*** Opening Task input ***

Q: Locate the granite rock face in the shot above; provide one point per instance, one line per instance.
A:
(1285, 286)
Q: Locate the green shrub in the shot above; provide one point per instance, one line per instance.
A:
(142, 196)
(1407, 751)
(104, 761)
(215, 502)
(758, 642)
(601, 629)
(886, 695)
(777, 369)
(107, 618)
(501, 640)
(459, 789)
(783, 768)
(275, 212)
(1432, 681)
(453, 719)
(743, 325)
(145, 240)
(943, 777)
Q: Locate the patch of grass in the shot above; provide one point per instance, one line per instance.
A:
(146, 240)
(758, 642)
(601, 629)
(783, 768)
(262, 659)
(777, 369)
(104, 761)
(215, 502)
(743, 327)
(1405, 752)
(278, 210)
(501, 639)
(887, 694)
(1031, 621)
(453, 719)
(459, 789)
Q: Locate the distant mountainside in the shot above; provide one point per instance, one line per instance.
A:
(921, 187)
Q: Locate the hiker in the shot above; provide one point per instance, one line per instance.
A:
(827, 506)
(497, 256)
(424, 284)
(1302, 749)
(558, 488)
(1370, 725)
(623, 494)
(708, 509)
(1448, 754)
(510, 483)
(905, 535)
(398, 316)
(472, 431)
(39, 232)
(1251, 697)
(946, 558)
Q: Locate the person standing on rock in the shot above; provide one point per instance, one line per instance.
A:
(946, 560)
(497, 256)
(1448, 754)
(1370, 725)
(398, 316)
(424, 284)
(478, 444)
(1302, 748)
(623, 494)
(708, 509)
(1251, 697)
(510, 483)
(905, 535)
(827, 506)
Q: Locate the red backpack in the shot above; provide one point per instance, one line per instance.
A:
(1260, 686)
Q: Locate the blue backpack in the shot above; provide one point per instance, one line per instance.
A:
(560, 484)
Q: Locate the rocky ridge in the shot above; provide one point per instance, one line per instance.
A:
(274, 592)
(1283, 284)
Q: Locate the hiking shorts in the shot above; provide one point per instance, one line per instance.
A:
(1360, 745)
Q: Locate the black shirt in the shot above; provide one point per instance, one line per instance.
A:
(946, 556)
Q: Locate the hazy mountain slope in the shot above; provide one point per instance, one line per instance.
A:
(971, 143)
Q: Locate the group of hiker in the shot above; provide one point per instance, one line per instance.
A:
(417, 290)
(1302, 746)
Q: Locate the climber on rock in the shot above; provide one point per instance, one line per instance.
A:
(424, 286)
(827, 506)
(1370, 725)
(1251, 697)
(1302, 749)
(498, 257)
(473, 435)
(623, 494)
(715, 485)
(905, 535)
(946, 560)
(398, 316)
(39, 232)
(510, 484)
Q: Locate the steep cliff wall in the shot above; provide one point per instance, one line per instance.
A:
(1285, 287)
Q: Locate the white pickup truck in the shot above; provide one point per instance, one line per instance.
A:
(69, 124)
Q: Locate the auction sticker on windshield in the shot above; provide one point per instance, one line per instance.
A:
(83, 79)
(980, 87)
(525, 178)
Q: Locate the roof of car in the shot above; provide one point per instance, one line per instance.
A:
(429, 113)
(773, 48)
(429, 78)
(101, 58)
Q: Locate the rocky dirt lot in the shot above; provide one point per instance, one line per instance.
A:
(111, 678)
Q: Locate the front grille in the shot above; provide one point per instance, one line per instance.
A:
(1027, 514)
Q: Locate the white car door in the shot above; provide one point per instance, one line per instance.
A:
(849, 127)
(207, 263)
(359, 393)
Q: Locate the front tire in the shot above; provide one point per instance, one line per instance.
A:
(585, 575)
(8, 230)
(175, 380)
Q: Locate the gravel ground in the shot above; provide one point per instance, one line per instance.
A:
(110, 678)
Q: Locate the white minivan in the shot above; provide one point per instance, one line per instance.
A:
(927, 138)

*** Closing Task input ***

# What you should do:
Please work out how many lines of the listing hold the word "front" and reply with only that number.

# Task answer:
2